#### Reading text
=======
Isogram in Abap: Complete Solution & Deep Dive Guide

a close up of a computer screen with code on it

Mastering String Manipulation in ABAP: The Complete Guide to Isogram Detection

An isogram is a word or phrase where no letter repeats. This guide provides a complete, step-by-step tutorial on how to build an efficient isogram checker in modern ABAP, using clean code, internal tables, and best practices for robust data validation logic.

Ever found yourself staring at a complex data validation requirement in an SAP system, wondering about the most efficient way to parse a string? You're not alone. Many ABAP developers face challenges that require them to go beyond simple data moves and dive deep into the world of string manipulation and algorithmic thinking. These tasks can feel daunting, especially when performance is critical.

This article promises to turn that challenge into a skill-building opportunity. We will tackle the classic "Isogram" problem, a fantastic exercise from the exclusive kodikra.com curriculum. By the end of this guide, you will not only have a robust, production-ready ABAP class for detecting isograms but also a much deeper understanding of powerful string functions and internal table operations that you can apply to countless other real-world SAP development scenarios.


What Exactly Is an Isogram?

Before we write a single line of code, it's crucial to understand the problem domain. The definition is simple yet precise, with a few important rules to consider.

An isogram (also known as a "non-pattern word") is a word or phrase that does not contain any repeating letters. The core constraint is the uniqueness of alphabetical characters.

However, there are two special exceptions to this rule:

  • Spaces are allowed to appear multiple times.
  • Hyphens (dashes) are also allowed to appear multiple times.

Let's look at some examples to make this crystal clear:

  • lumberjacks - This is an isogram. Every letter (l, u, m, b, e, r, j, a, c, k, s) appears only once.
  • background - This is also an isogram.
  • six-year-old - This is a perfect example of the rules. Even though it contains a hyphen, all the letters (s, i, x, y, e, a, r, o, l, d) are unique.

Conversely, a word like isograms is not an isogram because the letter 's' appears twice. Similarly, abba is not an isogram because both 'a' and 'b' are repeated.


Why Is This Logic Important for ABAP Developers?
=======
(Records from a data collection)
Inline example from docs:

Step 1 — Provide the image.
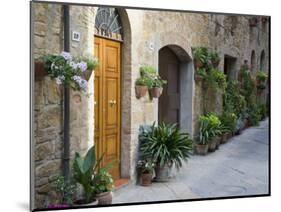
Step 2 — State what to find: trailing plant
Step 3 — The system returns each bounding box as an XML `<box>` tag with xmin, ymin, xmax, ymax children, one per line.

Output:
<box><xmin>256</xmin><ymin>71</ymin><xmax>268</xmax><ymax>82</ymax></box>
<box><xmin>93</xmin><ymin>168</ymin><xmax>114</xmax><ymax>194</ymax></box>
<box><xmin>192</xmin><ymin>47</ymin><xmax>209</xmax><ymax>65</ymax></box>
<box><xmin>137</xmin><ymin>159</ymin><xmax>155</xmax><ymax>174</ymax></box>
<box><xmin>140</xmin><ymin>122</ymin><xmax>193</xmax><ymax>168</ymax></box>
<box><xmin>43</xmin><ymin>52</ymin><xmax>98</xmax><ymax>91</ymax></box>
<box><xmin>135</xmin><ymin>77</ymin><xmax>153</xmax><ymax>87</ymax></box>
=======
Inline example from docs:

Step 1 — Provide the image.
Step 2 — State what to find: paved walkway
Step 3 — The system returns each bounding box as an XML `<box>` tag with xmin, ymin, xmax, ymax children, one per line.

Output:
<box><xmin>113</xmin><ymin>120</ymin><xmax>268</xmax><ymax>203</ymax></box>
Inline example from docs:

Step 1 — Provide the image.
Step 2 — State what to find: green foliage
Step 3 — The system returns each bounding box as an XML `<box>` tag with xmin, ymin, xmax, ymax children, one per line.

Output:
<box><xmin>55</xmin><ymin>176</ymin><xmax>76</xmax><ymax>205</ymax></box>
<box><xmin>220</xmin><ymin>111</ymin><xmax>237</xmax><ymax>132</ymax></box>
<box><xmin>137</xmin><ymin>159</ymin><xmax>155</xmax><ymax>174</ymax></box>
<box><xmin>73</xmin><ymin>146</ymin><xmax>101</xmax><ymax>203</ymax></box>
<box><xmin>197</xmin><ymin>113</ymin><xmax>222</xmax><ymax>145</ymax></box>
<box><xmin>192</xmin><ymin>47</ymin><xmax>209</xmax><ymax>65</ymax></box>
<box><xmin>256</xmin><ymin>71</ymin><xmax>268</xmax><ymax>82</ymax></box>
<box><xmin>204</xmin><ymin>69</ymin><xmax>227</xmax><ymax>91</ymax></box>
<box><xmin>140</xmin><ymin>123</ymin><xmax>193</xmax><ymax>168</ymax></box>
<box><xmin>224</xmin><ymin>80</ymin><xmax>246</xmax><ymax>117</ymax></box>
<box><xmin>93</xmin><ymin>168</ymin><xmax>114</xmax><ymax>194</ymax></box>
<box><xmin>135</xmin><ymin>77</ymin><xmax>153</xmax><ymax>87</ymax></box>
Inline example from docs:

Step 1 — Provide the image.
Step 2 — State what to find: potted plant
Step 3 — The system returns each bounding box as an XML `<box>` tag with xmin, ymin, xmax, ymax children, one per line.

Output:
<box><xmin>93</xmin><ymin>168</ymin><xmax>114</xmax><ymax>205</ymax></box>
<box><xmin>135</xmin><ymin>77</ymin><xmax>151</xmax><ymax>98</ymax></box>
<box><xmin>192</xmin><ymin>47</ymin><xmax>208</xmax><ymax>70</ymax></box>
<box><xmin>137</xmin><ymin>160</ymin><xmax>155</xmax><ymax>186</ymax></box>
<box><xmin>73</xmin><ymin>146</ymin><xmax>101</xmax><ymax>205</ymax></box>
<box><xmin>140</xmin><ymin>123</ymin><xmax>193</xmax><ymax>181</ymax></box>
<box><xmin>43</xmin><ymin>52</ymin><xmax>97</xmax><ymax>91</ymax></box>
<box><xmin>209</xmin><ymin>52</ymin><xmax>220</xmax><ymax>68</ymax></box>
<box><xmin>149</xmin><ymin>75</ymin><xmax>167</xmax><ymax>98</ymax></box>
=======
#### Prompt 1
Decide whether each statement agrees with the isogram guide. For each one, answer yes or no and quote the words from the guide that settle it.
(a) Hyphens may appear more than once in an isogram.
(b) The word "background" fails to qualify as an isogram.
(c) An isogram is also called a "non-pattern word."
#### Prompt 2
Using the isogram guide, answer these questions:
(a) Which letter makes "isograms" fail the test?
(b) Which curriculum does the guide say the Isogram problem comes from?
(c) Which two characters are exempt from the no-repeat rule?
#### Prompt 3
Reproduce word for word the part of the isogram guide from "However, there are" up to and including "appears only once.".

#### Complete answer 1
(a) Yes: "Hyphens (dashes) are also allowed to appear multiple times."
(b) No: "background - This is also an isogram."
(c) Yes: "An isogram (also known as a "non-pattern word") is a word or phrase that does not contain any repeating letters."

#### Complete answer 2
(a) The letter 's', which appears twice.
(b) The exclusive kodikra.com curriculum.
(c) Spaces and hyphens (dashes).

#### Complete answer 3
However, there are two special exceptions to this rule:

  • Spaces are allowed to appear multiple times.
  • Hyphens (dashes) are also allowed to appear multiple times.

Let's look at some examples to make this crystal clear:

  • lumberjacks - This is an isogram. Every letter (l, u, m, b, e, r, j, a, c, k, s) appears only once.